- [EXERCISE PASSAGE]
┄┄┄┄┄┄┄┄┄┄┄┄┄┄┄┄┄┄┄┄

The court spent nearly the next 40 years spinning on the ice of affirmative action, unable to get traction or a clear direction. The court’s split decision in 2003 is illustrative. It was presented with two cases involving the use of race as a criterion in the undergraduate and the law school admissions processes at University of Michigan.

In one case, Gratz v. Bollinger, the court voted 6-3 that the university violated equal protection in the selection of students based on race and other criteria. It then ruled 5-4, in Grutter v. Bollinger, to uphold race criteria in the admissions process for Michigan Law School.However, Associate Justice Sandra Day O’Connor stressed that the court “expects that 25 years from now, the use of racial preferences will no longer be necessary to further the interest approved today.” O’Connor’s statement was ridiculed by many (including some on the court), but seemed to capture the fluidity of the court’s position on the use of race.

In 2013, the court again seemed to produce a nuanced and uncertain decision in Fisher v. University of Texas at Austin, where the court rejected a lower court decision upholding the use of race in admissions at the University of Texas. However, it did not prohibit the use of race but rather sent back the case for the imposition of a more demanding test of “strict scrutiny.”

These cases offered little hope that a “bright line” could be reached to bring resolution of the issue and meant that the court would continue to referee such matters. That line, however, may now have been reached in Schuette.

Michigan voters responded to the divided results in the Grutter and Gratz cases to bring their own clarity to the area. They passed a constitutional amendment that required an entirely colorblind process for selection at state schools (as well as barring schools from giving an advantage to some students based on other immutable characteristics like gender). By a vote of 6-2, the court ruled this week that citizens could do precisely that.
In so ruling, the court for the first time created an avenue that could end this longstanding controversy by vote of citizens. Seven states have already passed such rules, and this decision is likely to encourage others to follow.

In my seminar on the Constitution and the Supreme Court, my students and I debate leading cases each term and voted both on the merits and on our prediction as to the outcome in that “other” court.

So, in our recent vote, the GW Supreme Court voted overwhelmingly, 11-4, to reverse the Sixth Circuit and allow Michigan voters to make such a decision. The class also predicted the result in the case — again by an 11-4 vote.
Here are two of our “GW justices” who viewed the case in manifestly different ways:

140424175823-yvette-butler-head-shot-left-teaseAGAINST: Ruling reflects ‘sad history’ of racial hurdles
By Yvette Butler

The importance of the court’s decision is amplified by our sad history of placing hurdles to bar minorities from meaningful participation in the political process. Race-conscious policies, by the court’s own admission, are highly controversial and should be confronted in the political process through healthy debate. However, the debate means little if no real action can be taken to implement what was decided through that debate.

The Michigan Constitution already contained a process for deciding university admissions policies. Michigan residents had ample voice through elections to choose members of a board that were an integral part of this process.

If the board members were not advancing the will of the people, residents could have made their voices heard through elections. This switch from a highly accessible and accountable board to a state constitutional amendment is an impermissible restructuring of the political process which will only serve to cripple the effectiveness of public debate and severely disadvantage the minority. By adopting a change on a state constitutional level, the issue is further removed from the hands of the people.

┄┄┄┄┄┄┄┄┄┄┄┄┄┄┄┄┄┄┄┄

- [THE DATA]
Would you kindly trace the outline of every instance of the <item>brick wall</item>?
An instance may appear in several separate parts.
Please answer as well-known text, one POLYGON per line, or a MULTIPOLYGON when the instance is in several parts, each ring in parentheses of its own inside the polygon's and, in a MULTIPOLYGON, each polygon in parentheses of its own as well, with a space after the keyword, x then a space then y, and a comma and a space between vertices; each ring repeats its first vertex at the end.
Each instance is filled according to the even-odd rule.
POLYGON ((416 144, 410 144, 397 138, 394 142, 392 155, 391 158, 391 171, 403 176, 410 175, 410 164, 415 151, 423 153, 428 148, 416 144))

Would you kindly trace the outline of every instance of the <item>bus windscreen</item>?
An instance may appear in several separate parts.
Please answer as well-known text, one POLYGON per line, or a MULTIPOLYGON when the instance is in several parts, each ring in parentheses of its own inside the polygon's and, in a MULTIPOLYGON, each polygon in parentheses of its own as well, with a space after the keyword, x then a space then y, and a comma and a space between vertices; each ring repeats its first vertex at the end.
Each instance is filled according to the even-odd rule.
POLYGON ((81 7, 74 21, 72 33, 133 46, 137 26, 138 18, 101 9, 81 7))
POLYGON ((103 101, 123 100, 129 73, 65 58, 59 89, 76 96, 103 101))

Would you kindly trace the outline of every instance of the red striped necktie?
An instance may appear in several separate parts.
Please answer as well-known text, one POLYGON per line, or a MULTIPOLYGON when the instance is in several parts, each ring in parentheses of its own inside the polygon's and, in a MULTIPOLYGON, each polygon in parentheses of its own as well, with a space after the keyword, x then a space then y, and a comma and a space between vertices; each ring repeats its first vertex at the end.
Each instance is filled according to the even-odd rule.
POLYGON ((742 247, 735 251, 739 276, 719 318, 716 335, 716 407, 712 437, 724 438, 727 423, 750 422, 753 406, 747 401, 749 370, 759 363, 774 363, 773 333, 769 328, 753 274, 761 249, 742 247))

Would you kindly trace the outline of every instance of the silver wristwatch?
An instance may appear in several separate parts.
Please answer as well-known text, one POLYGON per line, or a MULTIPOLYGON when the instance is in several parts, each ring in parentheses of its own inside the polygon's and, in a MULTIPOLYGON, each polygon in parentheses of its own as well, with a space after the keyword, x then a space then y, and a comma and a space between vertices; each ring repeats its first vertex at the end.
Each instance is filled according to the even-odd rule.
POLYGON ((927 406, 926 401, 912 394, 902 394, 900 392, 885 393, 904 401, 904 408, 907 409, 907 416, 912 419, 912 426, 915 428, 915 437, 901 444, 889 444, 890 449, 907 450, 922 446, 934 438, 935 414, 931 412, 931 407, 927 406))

┄┄┄┄┄┄┄┄┄┄┄┄┄┄┄┄┄┄┄┄

- [WHAT TO DO]
a) Using the passage on the court's affirmative action cases, decide whether each statement agrees with it. Answer yes or no for each, and quote the words from the passage that settle it. (i) In Gratz v. Bollinger, the court voted 6-3 that the university violated equal protection. (ii) In Fisher v. University of Texas at Austin, the court prohibited the use of race in admissions. (iii) The seminar class predicted the outcome of the case by an 11-4 vote.
b) Resume the passage on the court's affirmative action cases, picking up right after its final sentence.
The lines above come from a different source than the passage on the court's affirmative action cases.

- [RESPONSES BY TASK]
a)
(i) Yes: "In one case, Gratz v. Bollinger, the court voted 6-3 that the university violated equal protection in the selection of students based on race and other criteria."
(ii) No: "However, it did not prohibit the use of race but rather sent back the case for the imposition of a more demanding test of “strict scrutiny.”"
(iii) Yes: "The class also predicted the result in the case — again by an 11-4 vote."

b)
Even assuming that a healthy debate will take place, the decision places a significant hurdle in the way of any concrete action. This decision goes against clearly established Supreme Court precedent that it is unconstitutional to inhibit meaningful access to the political process for minorities. The Supreme Court plays a special role in our system. It must uphold constitutional rights, especially in the face of majority rule where that majority seeks to take a voice away from the minority.

140424175721-vincent-cirilli-head-shot-left-teaseFOR: Court should not undo the will of the people
By Vincent C. Cirilli

The political process yields favorable and unfavorable results. As long as the government does not interfere with the right to participate in the process, and as long as the results of that process are constitutional, the courts cannot take power from voters and undo the will of the people. The Supreme Court made clear that Schuette was not about the constitutional validity of affirmative action programs.

Instead, the case was about whether Michigan’s constitutional amendment barring affirmative action interfered with the right to participate in the political process. The court correctly ruled that the process functioned properly.

What did that process entail? Michigan’s Proposal 2, a statewide referendum, was approved by 58% of Michigan voters. The amendment the voters passed does not restrict speech, deny voting rights, or impose majoritarian barriers designed to prevent the minority from achieving its goals.

In other words, the amendment does not interfere with the political process. Voters are not silenced, the issues are not censored, and the debate surrounding affirmative action is not over.

If the role of the court is to perfect democracy, then the court fulfilled its role in not overturning Michigan’s amendment. A ruling to the contrary would undermine democracy by removing this debate from the public sphere and leaving its resolution in the hands of nine unelected judges.
Some may disagree with Michigan’s amendment. That is to be expected and encouraged. The political process is always ongoing and perhaps the issue will be revisited. In the meantime, the debate will continue, ideas will be shared, and the political process will march forward.

29 thoughts on “The Michigan Affirmative Action Case: Two [GW] Justices Face Off On CNN”

  1. In the context of freedom and equality, isn’t neutrality the solution? No discrimination; let the best man win? In a perfect world the playing field would simply be level, not tilted in any direction.

    Affirmative action is discrimination in reverse. No action is neutrality. Justice for all has been turned into take justice from them and give it to me.

    People who couldn’t get jobs in the “rust belt” were encouraged to MOVE to the “sun belt” decades ago. Population segments have moved to improve their lives for millennia. Mexico has moved a large segment of its population into America seeking improvement.

  2. OK. So you’re terrified of freedom. Someone else might win. Oops! All men were created equal, not the outcome of their lives. Every person on the planet has been disappointed for some aspect having to do with their physicality. Too bad. So sad. Some gotta win, some gotta lose, but good time Charlie’s got the blues.

    Oh yeah, you’re a real capitalistic, risk taking wealth creator who wants to eliminate the dynamics of the marketplace which, by the way, eliminates freedom. Oh you missed that, huh? In order to be free, we have to be self-reliant and suffer the physical axiom that the “Lord giveth and the Lord taketh away” (that from an atheist, FYI). People have taken care of their finances through all kinds of economic and financial conditions; it takes a little more discipline and a little less partying. Again, it’s called self-reliance. Did the cavemen run down to the unemployment line, the welfare office and take food stamps – what did those poor cavemen do other than find a way to survive. Nothing wrong with the CHARITY industry operating in free and open markets. Nothing wrong with helping people through activities in the private sector.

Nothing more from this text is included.